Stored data
======

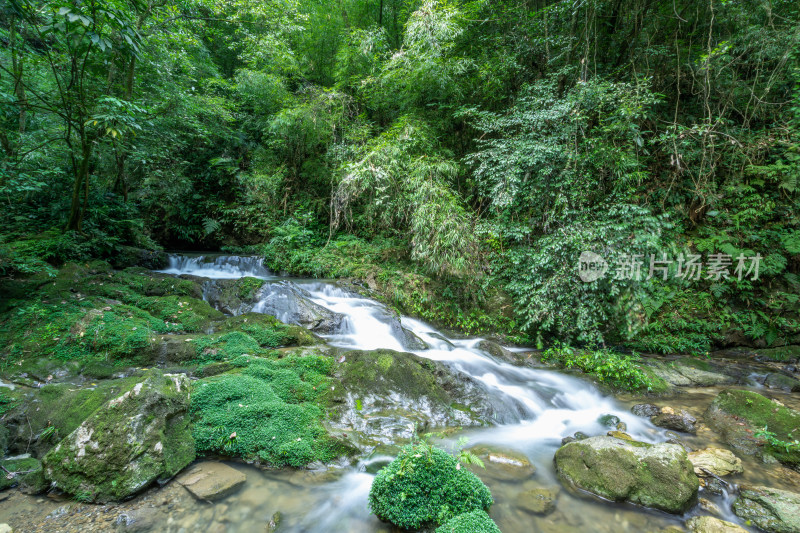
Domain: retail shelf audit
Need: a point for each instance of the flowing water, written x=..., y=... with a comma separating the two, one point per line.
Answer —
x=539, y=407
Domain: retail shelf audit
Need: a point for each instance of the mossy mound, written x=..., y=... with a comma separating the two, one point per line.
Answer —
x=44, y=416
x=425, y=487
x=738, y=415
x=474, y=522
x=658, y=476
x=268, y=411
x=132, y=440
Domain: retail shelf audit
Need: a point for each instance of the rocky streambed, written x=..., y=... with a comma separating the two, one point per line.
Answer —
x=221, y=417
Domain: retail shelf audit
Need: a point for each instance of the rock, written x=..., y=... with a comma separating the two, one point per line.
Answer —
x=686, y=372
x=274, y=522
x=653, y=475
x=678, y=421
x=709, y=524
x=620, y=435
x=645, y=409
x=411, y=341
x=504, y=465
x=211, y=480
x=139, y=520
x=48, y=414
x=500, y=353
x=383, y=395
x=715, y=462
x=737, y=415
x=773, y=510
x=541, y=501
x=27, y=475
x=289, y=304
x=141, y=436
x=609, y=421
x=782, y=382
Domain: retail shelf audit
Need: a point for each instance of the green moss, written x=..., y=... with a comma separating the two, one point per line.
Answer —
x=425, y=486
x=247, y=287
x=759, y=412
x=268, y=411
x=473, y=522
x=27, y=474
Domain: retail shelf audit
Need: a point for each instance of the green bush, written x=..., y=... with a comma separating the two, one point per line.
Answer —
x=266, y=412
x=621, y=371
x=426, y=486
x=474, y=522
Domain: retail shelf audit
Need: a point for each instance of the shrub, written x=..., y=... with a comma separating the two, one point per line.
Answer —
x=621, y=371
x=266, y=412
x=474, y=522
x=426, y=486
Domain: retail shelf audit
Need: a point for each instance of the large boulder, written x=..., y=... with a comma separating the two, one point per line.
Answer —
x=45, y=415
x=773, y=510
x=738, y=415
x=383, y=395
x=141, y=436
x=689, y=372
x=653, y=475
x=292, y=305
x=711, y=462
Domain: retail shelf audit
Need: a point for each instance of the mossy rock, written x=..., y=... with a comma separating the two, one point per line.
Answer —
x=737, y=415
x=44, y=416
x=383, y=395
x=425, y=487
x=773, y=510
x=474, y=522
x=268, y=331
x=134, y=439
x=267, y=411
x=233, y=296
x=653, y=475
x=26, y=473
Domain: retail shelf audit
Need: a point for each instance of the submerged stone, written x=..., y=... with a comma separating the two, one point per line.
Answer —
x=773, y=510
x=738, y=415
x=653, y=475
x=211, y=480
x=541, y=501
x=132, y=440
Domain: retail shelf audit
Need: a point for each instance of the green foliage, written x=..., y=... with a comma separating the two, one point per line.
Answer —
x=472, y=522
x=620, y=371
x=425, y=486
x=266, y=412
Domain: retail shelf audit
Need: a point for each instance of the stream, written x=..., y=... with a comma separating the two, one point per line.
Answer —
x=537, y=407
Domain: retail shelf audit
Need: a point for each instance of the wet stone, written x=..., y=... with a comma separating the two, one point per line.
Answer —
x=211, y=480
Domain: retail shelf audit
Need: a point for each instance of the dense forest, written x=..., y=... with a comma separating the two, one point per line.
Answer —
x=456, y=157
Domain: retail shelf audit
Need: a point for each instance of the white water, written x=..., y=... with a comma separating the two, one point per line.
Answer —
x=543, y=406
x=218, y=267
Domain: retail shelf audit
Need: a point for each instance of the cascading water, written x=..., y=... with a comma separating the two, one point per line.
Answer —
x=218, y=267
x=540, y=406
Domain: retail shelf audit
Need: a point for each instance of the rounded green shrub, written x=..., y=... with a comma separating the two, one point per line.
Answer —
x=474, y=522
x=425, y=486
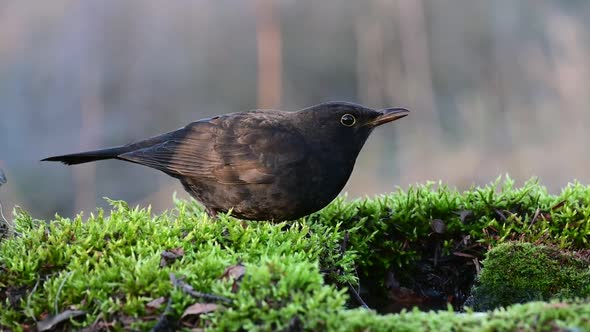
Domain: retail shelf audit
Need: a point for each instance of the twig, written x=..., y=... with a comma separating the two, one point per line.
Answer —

======

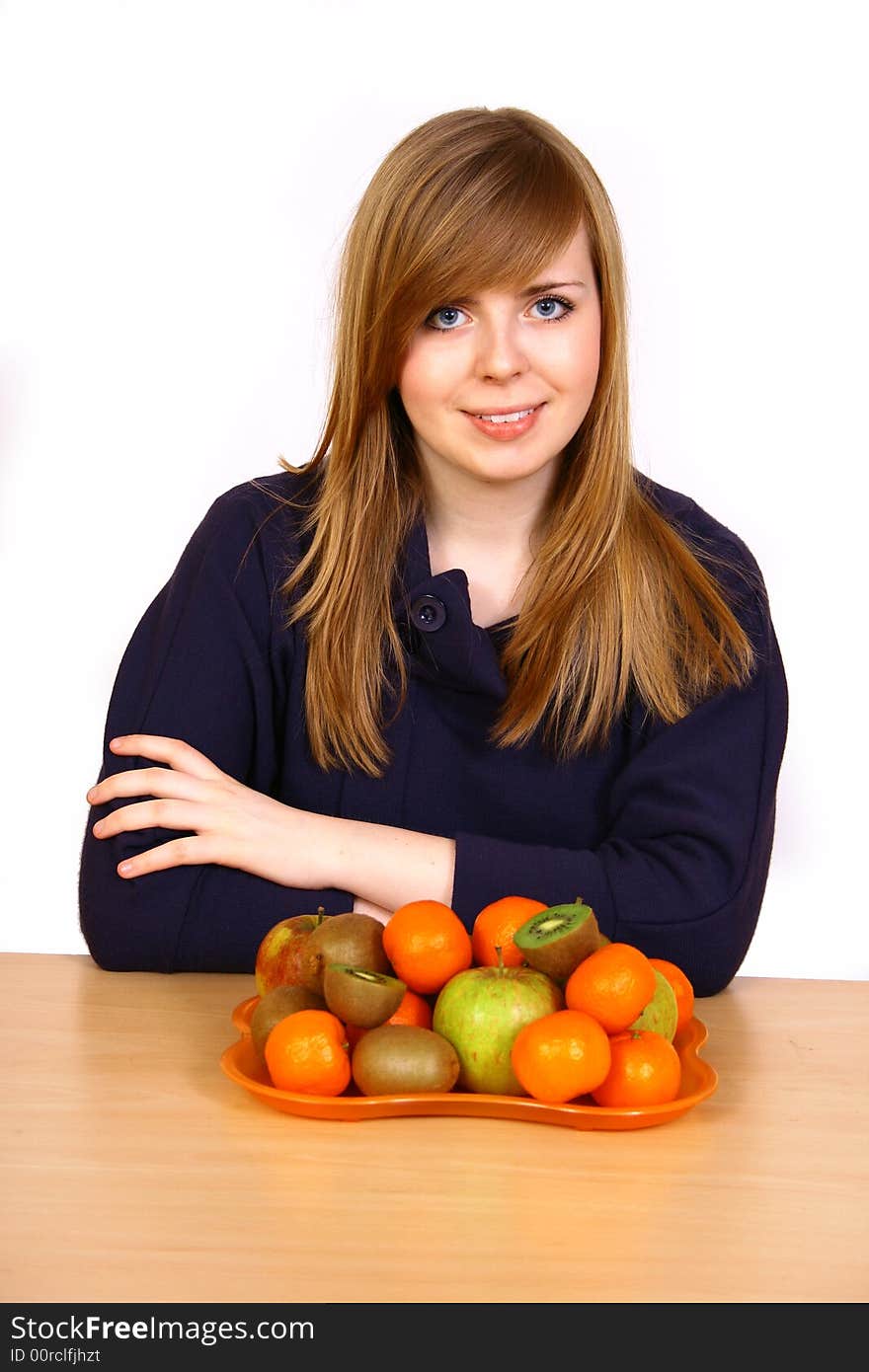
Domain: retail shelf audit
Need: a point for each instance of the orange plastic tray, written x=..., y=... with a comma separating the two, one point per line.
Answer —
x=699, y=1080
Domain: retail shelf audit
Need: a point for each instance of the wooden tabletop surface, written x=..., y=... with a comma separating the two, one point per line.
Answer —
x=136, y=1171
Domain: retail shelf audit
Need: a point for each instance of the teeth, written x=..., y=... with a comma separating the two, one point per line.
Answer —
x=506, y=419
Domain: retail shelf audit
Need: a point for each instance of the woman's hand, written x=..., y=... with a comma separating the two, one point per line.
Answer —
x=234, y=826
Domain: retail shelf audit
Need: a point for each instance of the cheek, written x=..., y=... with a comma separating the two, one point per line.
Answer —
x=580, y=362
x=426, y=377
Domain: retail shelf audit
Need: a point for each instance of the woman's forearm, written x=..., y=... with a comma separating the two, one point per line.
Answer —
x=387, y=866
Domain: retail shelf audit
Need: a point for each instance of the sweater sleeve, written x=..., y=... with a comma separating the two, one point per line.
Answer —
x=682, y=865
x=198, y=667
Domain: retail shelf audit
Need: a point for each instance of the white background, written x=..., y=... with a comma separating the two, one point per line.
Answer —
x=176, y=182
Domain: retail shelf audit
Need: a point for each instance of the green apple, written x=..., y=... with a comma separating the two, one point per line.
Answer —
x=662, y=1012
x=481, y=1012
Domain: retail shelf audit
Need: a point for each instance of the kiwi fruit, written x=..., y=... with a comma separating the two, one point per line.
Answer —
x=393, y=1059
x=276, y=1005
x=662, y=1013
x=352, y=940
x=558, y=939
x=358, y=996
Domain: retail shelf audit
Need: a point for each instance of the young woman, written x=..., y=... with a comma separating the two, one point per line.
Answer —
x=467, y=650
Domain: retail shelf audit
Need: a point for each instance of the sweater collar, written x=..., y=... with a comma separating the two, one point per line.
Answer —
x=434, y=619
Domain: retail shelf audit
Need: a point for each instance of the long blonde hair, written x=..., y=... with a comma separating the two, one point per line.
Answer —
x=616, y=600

======

▶ **Directions**
List every line of the entries above that contains the word "stone", treating uppercase and lowercase as distinct.

▶ **Exercise output**
Need: a point for each instance of the submerged stone, written x=..., y=... with a comma separating the two, one point per line.
Need: a point for each instance of the wet stone, written x=..., y=... with a comma separating the two, one point per line.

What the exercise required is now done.